### PROBLEM TO WORK ON
Reproduce verbatim the lines of the records, starting at the line that contains "# trace the outline of every instance of the silver" and ending at the final line of the records.

[Outline labeling records]
========================================
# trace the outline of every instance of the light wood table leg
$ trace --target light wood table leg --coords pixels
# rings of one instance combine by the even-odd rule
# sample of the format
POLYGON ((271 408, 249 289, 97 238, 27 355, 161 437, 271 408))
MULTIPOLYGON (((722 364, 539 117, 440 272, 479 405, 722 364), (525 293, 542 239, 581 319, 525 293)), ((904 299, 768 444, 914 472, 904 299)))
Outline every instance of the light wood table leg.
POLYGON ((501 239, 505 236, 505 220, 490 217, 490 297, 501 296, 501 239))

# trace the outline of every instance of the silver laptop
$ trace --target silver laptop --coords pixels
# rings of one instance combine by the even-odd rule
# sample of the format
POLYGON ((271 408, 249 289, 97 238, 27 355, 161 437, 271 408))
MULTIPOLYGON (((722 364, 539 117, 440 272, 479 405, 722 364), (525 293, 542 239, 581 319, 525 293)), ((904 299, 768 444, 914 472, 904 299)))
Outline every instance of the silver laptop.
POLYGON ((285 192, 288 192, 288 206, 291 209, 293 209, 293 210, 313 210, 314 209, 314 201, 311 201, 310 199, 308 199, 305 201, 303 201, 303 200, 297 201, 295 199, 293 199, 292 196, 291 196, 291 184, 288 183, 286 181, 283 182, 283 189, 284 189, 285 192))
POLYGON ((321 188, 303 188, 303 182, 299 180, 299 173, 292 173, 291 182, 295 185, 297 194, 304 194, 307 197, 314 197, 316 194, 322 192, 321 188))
========================================
### EXPECTED ANSWER
# trace the outline of every instance of the silver laptop
$ trace --target silver laptop --coords pixels
# rings of one instance combine by the even-odd rule
# sample of the format
POLYGON ((271 408, 249 289, 97 238, 27 355, 161 437, 271 408))
MULTIPOLYGON (((722 364, 539 117, 440 272, 479 405, 722 364), (525 293, 542 239, 581 319, 525 293)), ((904 299, 768 444, 914 472, 904 299)))
Outline every instance of the silver laptop.
POLYGON ((285 192, 288 192, 288 206, 291 209, 293 209, 293 210, 313 210, 314 209, 314 201, 311 201, 310 199, 308 199, 305 201, 303 201, 303 200, 297 201, 295 199, 293 199, 292 196, 291 196, 291 184, 288 183, 286 181, 283 182, 283 189, 284 189, 285 192))
POLYGON ((321 188, 303 188, 303 182, 299 180, 299 173, 292 173, 291 182, 295 185, 297 194, 304 194, 307 197, 314 197, 316 194, 322 192, 321 188))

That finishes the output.